Quoted text —

start

# New CC Catalog



## catfish_hunter (May 31, 2005)

Got my new Catfish Connection Catalog today...they have them new Shakespeare Rods in there 12.60$ Also some Ugly Stick Catfish Combos...Lots of new reels as well!!!

Anyone else get the new catalog?


----------



## TIGHTLINER (Apr 7, 2004)

Where do I sign up for the mailing list, so that I can get a catalog?!?!?


----------



## Salmonid (Apr 14, 2004)

I spent enough there last year, I figured id be the first in the state to get mine, I guess there were more worthy customers out there, ha ha. If I dont see mine in a few days, Ill be giving them a call, I just got an order 2 weeks ago from there so they must not have had the new ones out yet.

Salmonid


----------



## H2O Mellon (Apr 5, 2004)

end

Excerpted records —
start

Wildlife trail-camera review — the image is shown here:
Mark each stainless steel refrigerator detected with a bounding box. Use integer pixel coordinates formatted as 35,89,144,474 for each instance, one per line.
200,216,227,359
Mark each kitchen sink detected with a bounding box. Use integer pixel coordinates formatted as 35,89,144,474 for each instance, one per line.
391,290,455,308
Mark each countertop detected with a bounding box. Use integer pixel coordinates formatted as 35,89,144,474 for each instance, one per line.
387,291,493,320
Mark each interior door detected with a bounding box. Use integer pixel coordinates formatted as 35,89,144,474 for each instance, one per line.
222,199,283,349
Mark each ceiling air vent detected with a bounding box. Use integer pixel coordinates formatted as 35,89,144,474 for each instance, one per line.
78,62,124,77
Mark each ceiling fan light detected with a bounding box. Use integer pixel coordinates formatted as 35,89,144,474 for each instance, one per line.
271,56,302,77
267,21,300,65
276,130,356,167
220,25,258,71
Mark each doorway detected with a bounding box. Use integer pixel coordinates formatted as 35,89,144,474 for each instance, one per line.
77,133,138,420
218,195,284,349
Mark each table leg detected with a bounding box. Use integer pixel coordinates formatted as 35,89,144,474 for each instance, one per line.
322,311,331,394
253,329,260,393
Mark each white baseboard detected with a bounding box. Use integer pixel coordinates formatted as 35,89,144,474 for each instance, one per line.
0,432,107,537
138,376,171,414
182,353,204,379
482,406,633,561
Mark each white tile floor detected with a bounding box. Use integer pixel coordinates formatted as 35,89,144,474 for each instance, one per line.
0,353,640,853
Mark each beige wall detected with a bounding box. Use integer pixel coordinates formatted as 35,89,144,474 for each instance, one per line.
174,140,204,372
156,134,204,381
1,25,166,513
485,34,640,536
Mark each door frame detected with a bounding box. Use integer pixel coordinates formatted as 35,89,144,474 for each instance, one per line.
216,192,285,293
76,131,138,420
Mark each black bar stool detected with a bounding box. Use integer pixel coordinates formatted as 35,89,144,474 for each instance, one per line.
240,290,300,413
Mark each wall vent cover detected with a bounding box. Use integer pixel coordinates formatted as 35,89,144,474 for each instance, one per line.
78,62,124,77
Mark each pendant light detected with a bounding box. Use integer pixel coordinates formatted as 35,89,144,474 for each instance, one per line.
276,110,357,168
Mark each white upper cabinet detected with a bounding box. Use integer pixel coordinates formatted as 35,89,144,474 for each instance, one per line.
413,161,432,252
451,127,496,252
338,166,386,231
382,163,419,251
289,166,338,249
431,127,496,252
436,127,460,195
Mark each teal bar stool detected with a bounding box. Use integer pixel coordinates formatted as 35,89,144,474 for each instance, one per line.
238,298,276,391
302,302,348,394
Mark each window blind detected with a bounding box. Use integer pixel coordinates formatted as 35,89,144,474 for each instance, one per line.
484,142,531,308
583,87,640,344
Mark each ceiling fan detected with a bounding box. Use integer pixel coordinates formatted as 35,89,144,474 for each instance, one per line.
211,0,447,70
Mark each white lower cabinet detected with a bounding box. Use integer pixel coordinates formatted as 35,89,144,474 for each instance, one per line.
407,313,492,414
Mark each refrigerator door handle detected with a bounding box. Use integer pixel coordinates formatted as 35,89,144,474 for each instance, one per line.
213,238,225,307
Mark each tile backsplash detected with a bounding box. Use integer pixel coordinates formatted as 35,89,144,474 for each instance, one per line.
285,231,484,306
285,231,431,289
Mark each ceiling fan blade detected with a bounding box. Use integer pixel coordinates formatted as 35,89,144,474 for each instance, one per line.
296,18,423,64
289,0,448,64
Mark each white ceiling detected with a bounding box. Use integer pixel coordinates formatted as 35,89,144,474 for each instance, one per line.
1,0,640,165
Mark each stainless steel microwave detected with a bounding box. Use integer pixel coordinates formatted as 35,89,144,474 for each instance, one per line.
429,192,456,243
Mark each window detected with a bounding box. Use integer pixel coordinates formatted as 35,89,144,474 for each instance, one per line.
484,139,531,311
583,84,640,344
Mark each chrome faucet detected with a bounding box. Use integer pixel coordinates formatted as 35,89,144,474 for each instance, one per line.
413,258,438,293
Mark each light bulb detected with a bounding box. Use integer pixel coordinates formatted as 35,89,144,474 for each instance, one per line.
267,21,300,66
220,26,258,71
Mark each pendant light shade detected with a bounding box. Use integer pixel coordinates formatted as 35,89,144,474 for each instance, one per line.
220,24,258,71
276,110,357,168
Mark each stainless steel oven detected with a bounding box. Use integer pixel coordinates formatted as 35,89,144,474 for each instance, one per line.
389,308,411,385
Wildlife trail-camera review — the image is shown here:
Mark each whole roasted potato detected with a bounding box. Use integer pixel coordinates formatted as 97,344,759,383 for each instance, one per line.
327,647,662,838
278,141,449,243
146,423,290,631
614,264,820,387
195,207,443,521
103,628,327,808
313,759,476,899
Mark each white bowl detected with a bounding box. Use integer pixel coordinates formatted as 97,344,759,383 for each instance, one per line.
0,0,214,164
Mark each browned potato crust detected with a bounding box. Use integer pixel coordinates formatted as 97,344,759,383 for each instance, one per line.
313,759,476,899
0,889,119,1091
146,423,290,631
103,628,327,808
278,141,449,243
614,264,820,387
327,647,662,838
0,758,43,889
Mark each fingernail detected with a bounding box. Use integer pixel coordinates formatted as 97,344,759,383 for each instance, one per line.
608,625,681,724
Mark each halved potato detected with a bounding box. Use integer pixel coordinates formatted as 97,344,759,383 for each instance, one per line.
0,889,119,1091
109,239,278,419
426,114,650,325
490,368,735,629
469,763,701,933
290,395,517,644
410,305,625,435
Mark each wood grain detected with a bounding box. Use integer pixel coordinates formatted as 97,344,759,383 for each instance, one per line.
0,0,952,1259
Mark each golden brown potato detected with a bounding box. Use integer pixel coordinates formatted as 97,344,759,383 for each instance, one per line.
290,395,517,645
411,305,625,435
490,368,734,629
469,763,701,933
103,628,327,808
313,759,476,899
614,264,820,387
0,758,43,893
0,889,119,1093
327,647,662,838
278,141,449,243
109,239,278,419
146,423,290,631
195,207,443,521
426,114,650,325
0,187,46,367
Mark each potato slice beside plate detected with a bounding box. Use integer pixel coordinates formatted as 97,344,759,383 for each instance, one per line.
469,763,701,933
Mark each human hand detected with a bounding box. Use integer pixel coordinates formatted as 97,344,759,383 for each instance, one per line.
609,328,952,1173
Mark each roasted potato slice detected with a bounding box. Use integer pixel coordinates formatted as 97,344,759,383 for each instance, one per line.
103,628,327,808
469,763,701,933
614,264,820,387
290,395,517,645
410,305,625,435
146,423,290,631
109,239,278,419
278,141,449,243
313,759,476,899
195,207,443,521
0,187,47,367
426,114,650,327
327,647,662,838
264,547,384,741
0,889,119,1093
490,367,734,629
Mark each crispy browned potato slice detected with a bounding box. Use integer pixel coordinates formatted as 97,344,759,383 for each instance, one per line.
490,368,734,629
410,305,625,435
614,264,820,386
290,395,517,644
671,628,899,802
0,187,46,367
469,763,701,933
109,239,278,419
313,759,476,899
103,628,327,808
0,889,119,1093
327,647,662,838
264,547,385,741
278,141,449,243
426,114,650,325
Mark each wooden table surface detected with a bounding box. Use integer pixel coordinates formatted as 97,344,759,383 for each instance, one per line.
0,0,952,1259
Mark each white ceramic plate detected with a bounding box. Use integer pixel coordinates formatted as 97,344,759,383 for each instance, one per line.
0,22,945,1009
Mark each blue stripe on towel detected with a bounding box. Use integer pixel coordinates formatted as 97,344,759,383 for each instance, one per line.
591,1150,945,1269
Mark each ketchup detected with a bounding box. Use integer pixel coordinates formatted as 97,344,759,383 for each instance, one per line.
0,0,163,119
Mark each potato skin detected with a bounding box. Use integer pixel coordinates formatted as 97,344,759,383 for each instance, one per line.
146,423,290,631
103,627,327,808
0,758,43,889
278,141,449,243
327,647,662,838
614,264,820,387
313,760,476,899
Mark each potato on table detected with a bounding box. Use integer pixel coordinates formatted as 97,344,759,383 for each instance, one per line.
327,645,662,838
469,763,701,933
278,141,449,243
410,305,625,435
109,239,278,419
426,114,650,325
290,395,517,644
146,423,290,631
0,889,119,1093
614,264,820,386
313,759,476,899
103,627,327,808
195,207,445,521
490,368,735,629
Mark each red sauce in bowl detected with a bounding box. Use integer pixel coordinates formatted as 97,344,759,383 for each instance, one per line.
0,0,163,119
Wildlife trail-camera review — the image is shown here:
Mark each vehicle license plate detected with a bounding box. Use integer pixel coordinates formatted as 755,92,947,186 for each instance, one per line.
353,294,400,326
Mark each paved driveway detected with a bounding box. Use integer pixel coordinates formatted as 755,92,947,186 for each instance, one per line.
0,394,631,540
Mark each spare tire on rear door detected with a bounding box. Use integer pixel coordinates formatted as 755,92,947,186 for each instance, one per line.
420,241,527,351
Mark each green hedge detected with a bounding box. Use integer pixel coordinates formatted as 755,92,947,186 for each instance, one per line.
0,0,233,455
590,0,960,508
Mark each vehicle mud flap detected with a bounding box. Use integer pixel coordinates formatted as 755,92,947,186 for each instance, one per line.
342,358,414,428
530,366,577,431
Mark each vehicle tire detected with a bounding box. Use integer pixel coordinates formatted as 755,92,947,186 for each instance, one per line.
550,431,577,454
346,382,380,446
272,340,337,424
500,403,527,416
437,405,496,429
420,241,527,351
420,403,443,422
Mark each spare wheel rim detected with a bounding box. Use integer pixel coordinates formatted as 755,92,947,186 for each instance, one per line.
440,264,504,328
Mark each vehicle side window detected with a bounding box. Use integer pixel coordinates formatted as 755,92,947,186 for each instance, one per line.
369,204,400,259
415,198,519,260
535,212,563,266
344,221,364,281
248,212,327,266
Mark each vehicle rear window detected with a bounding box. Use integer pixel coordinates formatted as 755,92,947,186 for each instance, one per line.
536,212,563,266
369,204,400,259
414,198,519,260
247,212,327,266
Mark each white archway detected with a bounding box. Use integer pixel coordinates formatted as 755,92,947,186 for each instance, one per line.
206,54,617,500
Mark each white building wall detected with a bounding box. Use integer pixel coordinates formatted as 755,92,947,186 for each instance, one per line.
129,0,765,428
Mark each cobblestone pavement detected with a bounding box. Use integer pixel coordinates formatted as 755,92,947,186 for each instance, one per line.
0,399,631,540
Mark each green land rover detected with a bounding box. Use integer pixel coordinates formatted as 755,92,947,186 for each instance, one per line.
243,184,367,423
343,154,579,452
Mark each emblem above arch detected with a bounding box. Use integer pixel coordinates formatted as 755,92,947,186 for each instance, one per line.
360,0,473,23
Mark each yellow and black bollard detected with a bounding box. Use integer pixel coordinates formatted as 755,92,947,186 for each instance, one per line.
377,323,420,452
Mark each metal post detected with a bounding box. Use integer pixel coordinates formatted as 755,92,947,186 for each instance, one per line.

end

Challenges —
a. Answer these questions from the catalog thread:
(i) What price does catfish_hunter give for the new Shakespeare rods?
(ii) What does TIGHTLINER ask where to sign up for?
(iii) How long ago did Salmonid get an order from the company?
b. Copy the passage of the catalog thread from "Got my new Catfish" to "(Apr 7, 2004)" word for word.
c. List every username that heads a post in the catalog thread.
The records have no connection to the forum thread about the catalog.

Answers by task —
a.
(i) 12.60$
(ii) The mailing list
(iii) 2 weeks ago

b.
Got my new Catfish Connection Catalog today...they have them new Shakespeare Rods in there 12.60$ Also some Ugly Stick Catfish Combos...Lots of new reels as well!!!

Anyone else get the new catalog?


----------



## TIGHTLINER (Apr 7, 2004)

c.
catfish_hunter
TIGHTLINER
Salmonid
H2O Mellon